*** Opening Data for analysis ***
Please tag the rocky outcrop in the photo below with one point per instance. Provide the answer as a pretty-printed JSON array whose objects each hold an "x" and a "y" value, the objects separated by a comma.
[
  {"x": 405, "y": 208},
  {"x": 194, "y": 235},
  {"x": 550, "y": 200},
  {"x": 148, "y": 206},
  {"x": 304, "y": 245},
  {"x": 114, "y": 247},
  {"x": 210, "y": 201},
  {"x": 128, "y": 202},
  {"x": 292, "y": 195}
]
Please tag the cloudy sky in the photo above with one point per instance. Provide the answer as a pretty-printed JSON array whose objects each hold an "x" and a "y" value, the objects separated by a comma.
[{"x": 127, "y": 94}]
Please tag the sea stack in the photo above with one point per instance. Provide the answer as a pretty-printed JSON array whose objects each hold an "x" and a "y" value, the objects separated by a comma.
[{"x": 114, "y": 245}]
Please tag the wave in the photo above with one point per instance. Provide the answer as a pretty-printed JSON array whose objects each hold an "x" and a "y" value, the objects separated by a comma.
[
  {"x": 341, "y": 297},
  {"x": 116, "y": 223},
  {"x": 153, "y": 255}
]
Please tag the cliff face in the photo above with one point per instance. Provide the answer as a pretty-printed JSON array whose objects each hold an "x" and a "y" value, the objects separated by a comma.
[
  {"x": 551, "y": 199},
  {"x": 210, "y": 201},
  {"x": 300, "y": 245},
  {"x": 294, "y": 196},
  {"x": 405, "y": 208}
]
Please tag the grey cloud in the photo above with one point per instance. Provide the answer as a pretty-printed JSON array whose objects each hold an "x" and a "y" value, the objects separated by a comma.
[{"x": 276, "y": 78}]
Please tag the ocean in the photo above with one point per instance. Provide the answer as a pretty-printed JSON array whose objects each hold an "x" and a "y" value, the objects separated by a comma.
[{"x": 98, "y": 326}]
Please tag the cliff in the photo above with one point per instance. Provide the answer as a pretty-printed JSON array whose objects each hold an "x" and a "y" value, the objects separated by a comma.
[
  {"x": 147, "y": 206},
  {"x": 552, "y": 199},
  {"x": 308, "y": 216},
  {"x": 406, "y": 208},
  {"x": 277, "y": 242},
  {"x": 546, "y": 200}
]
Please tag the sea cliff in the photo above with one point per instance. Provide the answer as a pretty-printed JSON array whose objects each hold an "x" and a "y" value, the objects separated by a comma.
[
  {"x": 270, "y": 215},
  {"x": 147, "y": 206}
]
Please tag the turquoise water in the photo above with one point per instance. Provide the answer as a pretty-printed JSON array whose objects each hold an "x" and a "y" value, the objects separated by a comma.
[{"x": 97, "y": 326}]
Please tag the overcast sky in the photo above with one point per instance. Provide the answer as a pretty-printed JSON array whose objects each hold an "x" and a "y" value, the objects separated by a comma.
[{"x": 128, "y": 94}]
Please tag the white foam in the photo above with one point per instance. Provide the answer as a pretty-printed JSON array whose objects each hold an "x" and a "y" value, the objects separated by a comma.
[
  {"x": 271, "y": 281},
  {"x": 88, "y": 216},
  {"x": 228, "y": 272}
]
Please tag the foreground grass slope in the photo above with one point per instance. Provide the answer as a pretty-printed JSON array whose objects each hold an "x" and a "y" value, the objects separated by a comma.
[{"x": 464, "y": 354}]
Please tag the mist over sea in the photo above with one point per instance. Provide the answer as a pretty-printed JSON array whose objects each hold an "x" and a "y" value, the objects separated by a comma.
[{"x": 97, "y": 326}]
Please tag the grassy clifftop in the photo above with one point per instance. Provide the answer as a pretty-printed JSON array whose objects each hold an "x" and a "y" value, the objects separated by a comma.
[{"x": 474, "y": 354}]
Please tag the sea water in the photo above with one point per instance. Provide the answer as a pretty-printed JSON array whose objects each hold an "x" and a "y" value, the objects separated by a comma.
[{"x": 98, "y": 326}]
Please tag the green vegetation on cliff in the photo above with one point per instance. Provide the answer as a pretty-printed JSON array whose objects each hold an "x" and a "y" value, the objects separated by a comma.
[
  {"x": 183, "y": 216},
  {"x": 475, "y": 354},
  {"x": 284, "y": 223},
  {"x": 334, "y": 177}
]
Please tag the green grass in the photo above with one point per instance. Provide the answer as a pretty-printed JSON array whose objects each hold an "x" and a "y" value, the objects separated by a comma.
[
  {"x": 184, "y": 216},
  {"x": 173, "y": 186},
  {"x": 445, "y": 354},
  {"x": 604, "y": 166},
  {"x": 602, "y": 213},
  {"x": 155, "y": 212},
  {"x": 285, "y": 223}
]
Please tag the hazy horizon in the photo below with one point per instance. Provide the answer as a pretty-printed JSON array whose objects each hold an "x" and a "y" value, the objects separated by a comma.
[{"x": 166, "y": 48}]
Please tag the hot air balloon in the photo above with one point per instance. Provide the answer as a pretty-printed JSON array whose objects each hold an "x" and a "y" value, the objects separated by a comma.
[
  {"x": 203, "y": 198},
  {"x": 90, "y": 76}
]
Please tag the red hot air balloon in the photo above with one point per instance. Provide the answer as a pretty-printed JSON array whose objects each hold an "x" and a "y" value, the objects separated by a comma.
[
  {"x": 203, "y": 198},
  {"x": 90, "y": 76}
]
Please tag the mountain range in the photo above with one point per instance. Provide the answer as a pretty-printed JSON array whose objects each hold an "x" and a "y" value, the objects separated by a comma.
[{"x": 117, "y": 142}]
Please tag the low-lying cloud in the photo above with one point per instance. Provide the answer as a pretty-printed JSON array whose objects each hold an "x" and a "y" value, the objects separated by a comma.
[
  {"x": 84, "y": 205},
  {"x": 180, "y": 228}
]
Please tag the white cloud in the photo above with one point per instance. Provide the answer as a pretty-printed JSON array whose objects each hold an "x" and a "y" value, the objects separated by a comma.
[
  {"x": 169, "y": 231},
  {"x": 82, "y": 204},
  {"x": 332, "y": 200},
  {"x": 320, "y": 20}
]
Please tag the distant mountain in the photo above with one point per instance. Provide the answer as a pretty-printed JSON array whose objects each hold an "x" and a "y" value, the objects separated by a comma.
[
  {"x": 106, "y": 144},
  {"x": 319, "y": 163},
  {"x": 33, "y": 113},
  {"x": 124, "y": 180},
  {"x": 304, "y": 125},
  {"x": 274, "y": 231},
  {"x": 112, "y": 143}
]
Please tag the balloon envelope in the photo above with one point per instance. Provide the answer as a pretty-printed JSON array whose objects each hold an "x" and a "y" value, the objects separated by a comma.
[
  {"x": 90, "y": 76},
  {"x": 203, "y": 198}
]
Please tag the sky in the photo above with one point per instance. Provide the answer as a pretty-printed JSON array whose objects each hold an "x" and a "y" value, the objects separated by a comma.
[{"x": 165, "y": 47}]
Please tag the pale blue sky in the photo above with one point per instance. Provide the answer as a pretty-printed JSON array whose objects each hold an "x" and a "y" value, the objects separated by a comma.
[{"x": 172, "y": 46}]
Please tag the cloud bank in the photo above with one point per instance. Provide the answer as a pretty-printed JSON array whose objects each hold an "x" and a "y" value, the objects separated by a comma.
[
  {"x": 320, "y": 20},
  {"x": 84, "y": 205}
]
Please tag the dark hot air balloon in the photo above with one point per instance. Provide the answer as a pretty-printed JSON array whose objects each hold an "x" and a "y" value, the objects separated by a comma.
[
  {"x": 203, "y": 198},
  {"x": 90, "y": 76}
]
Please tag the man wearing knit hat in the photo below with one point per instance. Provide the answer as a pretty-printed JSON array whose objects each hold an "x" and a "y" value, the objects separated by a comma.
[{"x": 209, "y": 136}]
*** Closing Data for analysis ***
- _Exercise instructions_
Using the data above, repeat every line exactly.

- _Written answer_
Please tag the rocky outcrop in the photo below with one point per instance. Provide the answer as a pretty-printed JSON array whose objects each hold an "x" and a "y" value, the objects separated by a comma.
[
  {"x": 405, "y": 208},
  {"x": 194, "y": 235},
  {"x": 550, "y": 200},
  {"x": 148, "y": 206},
  {"x": 304, "y": 245},
  {"x": 114, "y": 247},
  {"x": 210, "y": 201},
  {"x": 128, "y": 202},
  {"x": 292, "y": 195}
]
Please tag the cloudy sky in the photo above with one point per instance. Provide the answer as a pretty-printed JSON array whose objects each hold an "x" and a "y" value, the objects separated by a comma.
[{"x": 127, "y": 94}]
Please tag the sea stack in the photo above with one point per instance. Provide the answer as a pretty-printed JSON array whose objects each hold an "x" and a "y" value, the objects separated by a comma.
[{"x": 114, "y": 245}]
Please tag the wave in the photo above with one point per instance. Provide the answer as a pretty-printed JSON array whose objects each hold an "x" and a "y" value, the objects separated by a comma.
[
  {"x": 341, "y": 297},
  {"x": 116, "y": 223},
  {"x": 153, "y": 255}
]
Please tag the cliff face in the photo above with one point per instance. Provide the answer as a pretty-printed JSON array whose objects each hold an "x" and a "y" value, the objects separated by a comma.
[
  {"x": 551, "y": 199},
  {"x": 210, "y": 201},
  {"x": 300, "y": 245},
  {"x": 294, "y": 196},
  {"x": 405, "y": 208}
]
Please tag the grey cloud in the photo above with one point per instance. Provide the answer as a pretty-printed JSON array whose objects each hold an "x" and a "y" value, the objects separated by a comma.
[{"x": 276, "y": 78}]
Please tag the ocean in the photo above with one point per instance. Provide the answer as a pretty-printed JSON array whose objects each hold an "x" and a "y" value, the objects separated by a comma.
[{"x": 98, "y": 326}]
Please tag the cliff in the photo above with one point per instance. Provide the answer as a pretty-printed JSON array whose objects each hold an "x" and a "y" value, the objects separated by a comma.
[
  {"x": 147, "y": 206},
  {"x": 552, "y": 199},
  {"x": 308, "y": 216},
  {"x": 406, "y": 208},
  {"x": 277, "y": 242},
  {"x": 546, "y": 200}
]
Please tag the sea cliff in the photo above with one point per instance. Provide the answer as a pretty-printed JSON array whose objects each hold an "x" and a "y" value, the objects separated by a comma.
[
  {"x": 270, "y": 215},
  {"x": 147, "y": 206}
]
Please tag the turquoise water in the photo above with one point per instance. Provide the answer as a pretty-printed JSON array whose objects each hold an "x" and a "y" value, the objects separated by a comma.
[{"x": 97, "y": 326}]
Please tag the overcast sky in the photo above with one point per instance. Provide the answer as a pretty-printed JSON array whose objects each hold an "x" and a "y" value, the objects separated by a comma.
[{"x": 128, "y": 94}]
Please tag the white foam in the photo above with one point per instance. Provide the answer as a pretty-printed JSON array whose objects each hold an "x" and a "y" value, the objects separated by a comma.
[
  {"x": 271, "y": 281},
  {"x": 88, "y": 216},
  {"x": 228, "y": 272}
]
Please tag the foreground grass slope in the photo above with one point per instance. Provide the answer as a pretty-printed JSON array whose objects each hold an "x" and a "y" value, the objects separated by a comma.
[{"x": 464, "y": 354}]
Please tag the mist over sea in the photo above with one point per instance. Provide the answer as a pretty-printed JSON array whose objects each hold an "x" and a "y" value, the objects separated by a comma.
[{"x": 97, "y": 326}]
Please tag the grassy clifftop in the photo above with one point per instance. Provide the answer as a pretty-printed JSON array whose objects each hold an "x" and a "y" value, the objects separated by a comma.
[{"x": 474, "y": 354}]
Please tag the sea water in the photo above with one point per instance. Provide the answer as a pretty-printed JSON array whose objects each hold an "x" and a "y" value, the objects separated by a comma.
[{"x": 98, "y": 326}]
Please tag the green vegetation on cliff in the photo above with one point per instance. Provide the answer as a pretty-printed JSON array whose objects each hold an "x" and a "y" value, the objects separated by a comma.
[
  {"x": 183, "y": 216},
  {"x": 475, "y": 354},
  {"x": 284, "y": 223},
  {"x": 334, "y": 177}
]
Please tag the green grass in the photo above with one point per instance. Provide the answer as a pretty-printed JSON array whose objects each hold an "x" and a "y" value, the objects separated by a comma.
[
  {"x": 184, "y": 216},
  {"x": 173, "y": 186},
  {"x": 445, "y": 354},
  {"x": 604, "y": 166},
  {"x": 602, "y": 213},
  {"x": 155, "y": 212},
  {"x": 285, "y": 223}
]
Please tag the hazy horizon in the photo below with one point per instance. Provide the answer as a pretty-printed JSON array whose objects each hold an "x" and a "y" value, the objects separated by a comma.
[{"x": 166, "y": 48}]
Please tag the hot air balloon in the photo above with one point per instance. Provide the answer as a pretty-printed JSON array whose objects each hold an "x" and a "y" value, the objects separated by a comma.
[
  {"x": 203, "y": 198},
  {"x": 90, "y": 76}
]
Please tag the red hot air balloon in the photo above with one point per instance. Provide the answer as a pretty-printed JSON array whose objects each hold an "x" and a "y" value, the objects separated by a comma.
[
  {"x": 203, "y": 198},
  {"x": 90, "y": 76}
]
Please tag the mountain range in the photo above with one point per instance. Provide the answer as a pretty-printed JSON array whose objects each hold an "x" and a "y" value, the objects separated by a comma.
[{"x": 117, "y": 142}]
Please tag the low-lying cloud in the photo above with one point per instance. Provide the answer as a pretty-printed JSON array whose objects each hold an "x" and a "y" value, the objects separated by a comma.
[
  {"x": 84, "y": 205},
  {"x": 180, "y": 228}
]
Please tag the white cloud in the photo above with one point per instance. Provide the answer as a pretty-printed JSON array whose objects each hold an "x" and a "y" value, the objects separated by a comma.
[
  {"x": 169, "y": 231},
  {"x": 82, "y": 204},
  {"x": 332, "y": 200},
  {"x": 320, "y": 20}
]
Please tag the distant mountain in the photo above with one point per instance. Provide the answer as a pretty-printed JSON array whose objects each hold an "x" and a "y" value, the objects separated by a comma.
[
  {"x": 106, "y": 144},
  {"x": 319, "y": 163},
  {"x": 33, "y": 113},
  {"x": 124, "y": 180},
  {"x": 304, "y": 125},
  {"x": 274, "y": 231},
  {"x": 112, "y": 143}
]
Please tag the balloon envelope in the photo above with one point per instance. Provide the answer as a pretty-printed JSON array whose objects each hold an "x" and a "y" value, the objects separated by a comma.
[
  {"x": 90, "y": 76},
  {"x": 203, "y": 198}
]
Please tag the sky in the photo above with one point per instance. Provide the answer as a pretty-printed JSON array whose objects each hold an "x" and a "y" value, the objects separated by a comma.
[{"x": 165, "y": 47}]
Please tag the pale blue sky in the photo above with one point per instance. Provide the answer as a pretty-printed JSON array whose objects each hold an "x" and a "y" value, the objects separated by a comma.
[{"x": 172, "y": 46}]
Please tag the cloud bank in the photo above with one point per instance. Provide the answer as a pretty-printed JSON array whose objects each hold an "x" and a "y" value, the objects separated by a comma.
[
  {"x": 320, "y": 20},
  {"x": 84, "y": 205}
]
Please tag the dark hot air balloon in the photo above with one point per instance. Provide the answer as a pretty-printed JSON array whose objects each hold an "x" and a "y" value, the objects separated by a comma.
[
  {"x": 203, "y": 198},
  {"x": 90, "y": 76}
]
Please tag the man wearing knit hat in the photo below with one point per instance. Provide the answer as a pretty-printed JSON array whose objects each hold an "x" and a "y" value, the objects separated by a comma.
[{"x": 209, "y": 136}]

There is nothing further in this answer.